» **What needs to be done**
Please lay out the listing below as a JSON list of strings, one string per line, leaving out blank lines.

(Object detection data)
========

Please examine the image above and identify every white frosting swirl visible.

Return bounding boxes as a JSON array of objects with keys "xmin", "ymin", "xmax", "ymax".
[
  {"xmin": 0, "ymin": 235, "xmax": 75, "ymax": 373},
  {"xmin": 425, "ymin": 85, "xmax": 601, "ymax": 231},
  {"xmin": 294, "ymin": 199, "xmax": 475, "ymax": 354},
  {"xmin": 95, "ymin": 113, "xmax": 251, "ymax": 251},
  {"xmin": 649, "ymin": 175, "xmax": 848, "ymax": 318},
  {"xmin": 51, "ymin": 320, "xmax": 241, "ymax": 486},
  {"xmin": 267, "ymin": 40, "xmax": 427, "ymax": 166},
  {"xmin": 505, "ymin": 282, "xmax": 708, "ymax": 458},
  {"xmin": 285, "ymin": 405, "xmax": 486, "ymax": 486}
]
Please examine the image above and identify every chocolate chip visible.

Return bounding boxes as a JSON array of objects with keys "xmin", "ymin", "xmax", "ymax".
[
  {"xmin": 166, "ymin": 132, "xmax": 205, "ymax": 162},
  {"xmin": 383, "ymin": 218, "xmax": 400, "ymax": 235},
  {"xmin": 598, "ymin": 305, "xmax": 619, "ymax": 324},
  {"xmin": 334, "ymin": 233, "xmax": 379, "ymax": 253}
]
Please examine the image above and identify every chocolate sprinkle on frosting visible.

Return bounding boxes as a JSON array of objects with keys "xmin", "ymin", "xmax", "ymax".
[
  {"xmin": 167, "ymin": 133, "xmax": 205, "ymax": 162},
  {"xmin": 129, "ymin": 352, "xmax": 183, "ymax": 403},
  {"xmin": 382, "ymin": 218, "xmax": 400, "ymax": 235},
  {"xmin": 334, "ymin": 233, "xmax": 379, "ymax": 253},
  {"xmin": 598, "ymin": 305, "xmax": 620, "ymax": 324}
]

========

» **Result of the exercise**
[
  "Please examine the image above and identify every white frosting swirl visible.",
  "Return bounding boxes as a JSON array of objects with keys \"xmin\", \"ymin\", \"xmax\", \"ymax\".",
  "[",
  "  {\"xmin\": 0, \"ymin\": 235, \"xmax\": 75, \"ymax\": 373},",
  "  {\"xmin\": 425, \"ymin\": 85, \"xmax\": 601, \"ymax\": 231},",
  "  {\"xmin\": 294, \"ymin\": 199, \"xmax\": 475, \"ymax\": 354},",
  "  {\"xmin\": 95, \"ymin\": 113, \"xmax\": 251, \"ymax\": 251},",
  "  {\"xmin\": 649, \"ymin\": 175, \"xmax\": 848, \"ymax\": 318},",
  "  {\"xmin\": 51, \"ymin\": 320, \"xmax\": 241, \"ymax\": 486},",
  "  {\"xmin\": 267, \"ymin\": 40, \"xmax\": 427, \"ymax\": 166},",
  "  {\"xmin\": 505, \"ymin\": 282, \"xmax\": 708, \"ymax\": 458},",
  "  {\"xmin\": 285, \"ymin\": 405, \"xmax\": 486, \"ymax\": 486}",
  "]",
  "Please examine the image above and identify every chocolate chip visible.",
  "Return bounding boxes as a JSON array of objects with keys \"xmin\", \"ymin\", \"xmax\", \"ymax\".",
  "[",
  "  {\"xmin\": 166, \"ymin\": 132, \"xmax\": 205, \"ymax\": 162},",
  "  {\"xmin\": 383, \"ymin\": 218, \"xmax\": 400, \"ymax\": 235},",
  "  {\"xmin\": 598, \"ymin\": 305, \"xmax\": 619, \"ymax\": 324},",
  "  {\"xmin\": 334, \"ymin\": 233, \"xmax\": 379, \"ymax\": 253}",
  "]",
  "Please examine the image above and identify every chocolate sprinkle on frosting visible.",
  "Return bounding boxes as a JSON array of objects with keys \"xmin\", \"ymin\", \"xmax\", \"ymax\".",
  "[",
  "  {\"xmin\": 167, \"ymin\": 133, \"xmax\": 205, \"ymax\": 162},",
  "  {\"xmin\": 129, \"ymin\": 352, \"xmax\": 183, \"ymax\": 403},",
  "  {\"xmin\": 382, \"ymin\": 218, \"xmax\": 400, \"ymax\": 235},",
  "  {\"xmin\": 334, \"ymin\": 233, \"xmax\": 379, \"ymax\": 253},",
  "  {\"xmin\": 598, \"ymin\": 305, \"xmax\": 620, \"ymax\": 324}",
  "]"
]